====== GIVEN ENTRIES

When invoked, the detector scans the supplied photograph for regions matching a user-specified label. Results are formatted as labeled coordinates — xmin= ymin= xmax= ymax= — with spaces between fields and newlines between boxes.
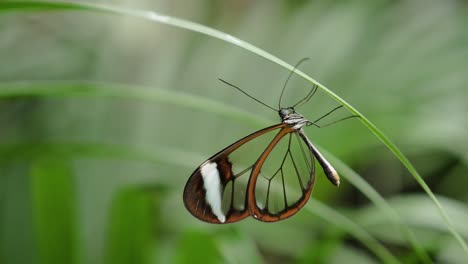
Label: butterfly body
xmin=183 ymin=107 xmax=339 ymax=224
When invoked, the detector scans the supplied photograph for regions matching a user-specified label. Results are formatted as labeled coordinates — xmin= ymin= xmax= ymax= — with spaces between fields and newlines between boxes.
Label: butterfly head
xmin=278 ymin=107 xmax=296 ymax=120
xmin=278 ymin=107 xmax=309 ymax=129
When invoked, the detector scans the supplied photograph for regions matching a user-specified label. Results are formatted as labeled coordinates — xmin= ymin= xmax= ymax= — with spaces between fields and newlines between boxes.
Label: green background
xmin=0 ymin=0 xmax=468 ymax=263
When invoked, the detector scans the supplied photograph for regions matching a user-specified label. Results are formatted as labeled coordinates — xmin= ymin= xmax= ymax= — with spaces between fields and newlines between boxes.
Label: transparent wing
xmin=184 ymin=124 xmax=285 ymax=223
xmin=248 ymin=127 xmax=315 ymax=222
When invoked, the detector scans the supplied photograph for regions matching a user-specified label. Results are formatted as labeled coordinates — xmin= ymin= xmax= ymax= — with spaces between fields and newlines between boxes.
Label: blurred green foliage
xmin=0 ymin=0 xmax=468 ymax=263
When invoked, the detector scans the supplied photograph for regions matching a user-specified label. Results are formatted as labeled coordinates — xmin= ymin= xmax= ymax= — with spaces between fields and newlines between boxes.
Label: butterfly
xmin=183 ymin=58 xmax=346 ymax=224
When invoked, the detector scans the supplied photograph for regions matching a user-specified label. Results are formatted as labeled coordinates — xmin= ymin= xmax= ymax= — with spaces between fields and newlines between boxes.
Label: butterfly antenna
xmin=218 ymin=78 xmax=278 ymax=112
xmin=314 ymin=105 xmax=343 ymax=123
xmin=278 ymin=58 xmax=310 ymax=109
xmin=293 ymin=84 xmax=318 ymax=108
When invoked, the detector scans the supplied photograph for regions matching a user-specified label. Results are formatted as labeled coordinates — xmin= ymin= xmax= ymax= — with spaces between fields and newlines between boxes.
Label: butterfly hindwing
xmin=184 ymin=124 xmax=284 ymax=223
xmin=248 ymin=127 xmax=315 ymax=222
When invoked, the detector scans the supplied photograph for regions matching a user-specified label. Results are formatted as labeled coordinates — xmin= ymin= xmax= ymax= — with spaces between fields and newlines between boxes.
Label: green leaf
xmin=30 ymin=156 xmax=77 ymax=264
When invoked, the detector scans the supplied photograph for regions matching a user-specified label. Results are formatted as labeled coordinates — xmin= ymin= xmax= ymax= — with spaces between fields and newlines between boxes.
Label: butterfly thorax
xmin=278 ymin=107 xmax=310 ymax=130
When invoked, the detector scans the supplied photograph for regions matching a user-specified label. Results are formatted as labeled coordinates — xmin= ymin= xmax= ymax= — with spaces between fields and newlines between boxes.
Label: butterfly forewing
xmin=250 ymin=128 xmax=315 ymax=222
xmin=184 ymin=124 xmax=283 ymax=223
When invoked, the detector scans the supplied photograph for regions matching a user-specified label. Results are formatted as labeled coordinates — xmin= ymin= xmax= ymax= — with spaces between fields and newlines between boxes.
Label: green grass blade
xmin=322 ymin=150 xmax=432 ymax=263
xmin=305 ymin=199 xmax=400 ymax=263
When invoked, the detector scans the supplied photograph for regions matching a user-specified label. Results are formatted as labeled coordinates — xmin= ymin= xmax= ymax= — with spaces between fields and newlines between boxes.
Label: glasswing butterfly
xmin=183 ymin=58 xmax=354 ymax=224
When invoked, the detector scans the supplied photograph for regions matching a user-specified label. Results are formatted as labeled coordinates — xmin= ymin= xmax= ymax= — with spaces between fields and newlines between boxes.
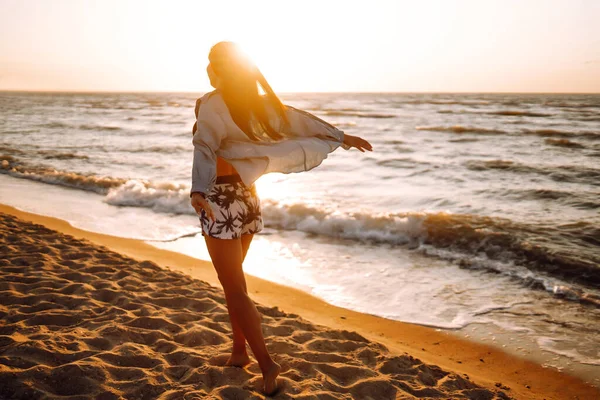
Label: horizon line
xmin=0 ymin=89 xmax=600 ymax=95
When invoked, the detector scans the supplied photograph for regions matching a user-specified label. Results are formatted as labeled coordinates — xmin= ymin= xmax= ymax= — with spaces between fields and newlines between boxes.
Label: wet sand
xmin=0 ymin=205 xmax=600 ymax=399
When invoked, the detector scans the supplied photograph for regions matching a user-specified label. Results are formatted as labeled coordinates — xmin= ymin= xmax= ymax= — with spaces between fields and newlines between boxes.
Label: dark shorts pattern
xmin=200 ymin=177 xmax=263 ymax=239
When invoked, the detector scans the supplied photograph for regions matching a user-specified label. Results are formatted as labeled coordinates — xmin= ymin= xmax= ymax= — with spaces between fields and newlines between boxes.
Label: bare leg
xmin=220 ymin=235 xmax=254 ymax=367
xmin=205 ymin=236 xmax=281 ymax=394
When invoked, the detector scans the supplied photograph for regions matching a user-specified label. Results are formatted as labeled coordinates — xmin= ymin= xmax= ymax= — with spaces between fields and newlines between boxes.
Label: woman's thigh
xmin=204 ymin=236 xmax=246 ymax=292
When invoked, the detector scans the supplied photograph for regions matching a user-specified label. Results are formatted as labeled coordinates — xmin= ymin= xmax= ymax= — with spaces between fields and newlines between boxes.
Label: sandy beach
xmin=0 ymin=205 xmax=600 ymax=399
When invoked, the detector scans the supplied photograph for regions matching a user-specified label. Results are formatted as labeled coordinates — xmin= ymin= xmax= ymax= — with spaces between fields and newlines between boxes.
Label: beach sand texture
xmin=0 ymin=205 xmax=600 ymax=400
xmin=0 ymin=214 xmax=506 ymax=399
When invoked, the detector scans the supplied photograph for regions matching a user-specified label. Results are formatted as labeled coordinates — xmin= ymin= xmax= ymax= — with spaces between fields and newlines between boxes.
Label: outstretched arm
xmin=344 ymin=133 xmax=373 ymax=153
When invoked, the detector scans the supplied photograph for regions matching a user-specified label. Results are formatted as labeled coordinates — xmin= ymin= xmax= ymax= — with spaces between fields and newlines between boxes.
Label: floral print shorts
xmin=200 ymin=176 xmax=263 ymax=239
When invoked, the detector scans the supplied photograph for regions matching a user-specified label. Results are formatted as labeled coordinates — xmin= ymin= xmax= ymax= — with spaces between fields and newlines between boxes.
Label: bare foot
xmin=225 ymin=353 xmax=250 ymax=367
xmin=263 ymin=362 xmax=281 ymax=396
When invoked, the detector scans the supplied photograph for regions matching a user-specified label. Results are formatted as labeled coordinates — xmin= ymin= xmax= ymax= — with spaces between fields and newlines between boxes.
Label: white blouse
xmin=190 ymin=90 xmax=349 ymax=193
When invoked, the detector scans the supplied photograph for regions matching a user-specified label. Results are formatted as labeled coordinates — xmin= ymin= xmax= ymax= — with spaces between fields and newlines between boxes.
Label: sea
xmin=0 ymin=92 xmax=600 ymax=386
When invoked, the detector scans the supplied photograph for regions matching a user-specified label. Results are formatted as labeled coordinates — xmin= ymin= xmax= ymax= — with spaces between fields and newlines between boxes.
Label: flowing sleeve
xmin=284 ymin=105 xmax=350 ymax=150
xmin=190 ymin=102 xmax=226 ymax=194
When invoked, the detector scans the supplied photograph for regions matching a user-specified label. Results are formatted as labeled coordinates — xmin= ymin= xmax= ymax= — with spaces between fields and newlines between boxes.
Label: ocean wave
xmin=263 ymin=201 xmax=600 ymax=290
xmin=37 ymin=150 xmax=89 ymax=160
xmin=323 ymin=110 xmax=396 ymax=118
xmin=119 ymin=145 xmax=190 ymax=154
xmin=486 ymin=110 xmax=552 ymax=117
xmin=544 ymin=138 xmax=585 ymax=149
xmin=41 ymin=121 xmax=122 ymax=131
xmin=0 ymin=155 xmax=127 ymax=194
xmin=465 ymin=160 xmax=600 ymax=186
xmin=78 ymin=125 xmax=122 ymax=131
xmin=0 ymin=156 xmax=600 ymax=301
xmin=501 ymin=189 xmax=600 ymax=210
xmin=523 ymin=129 xmax=600 ymax=140
xmin=399 ymin=99 xmax=491 ymax=107
xmin=415 ymin=125 xmax=507 ymax=135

============

Convert the data, starting at the beginning and ending with the line containing "xmin=183 ymin=107 xmax=339 ymax=224", into a Markdown table with the columns Row and Text, one numbered row per non-blank line. Leave the pictures out.

SOLUTION
| Row | Text |
|---|---|
| 1 | When invoked, the detector scans the supplied photograph for regions matching a user-specified label. Results are formatted as labeled coordinates — xmin= ymin= xmax= ymax= — with spaces between fields and newlines between boxes. |
| 2 | Label: butterfly body |
| 3 | xmin=183 ymin=107 xmax=339 ymax=224 |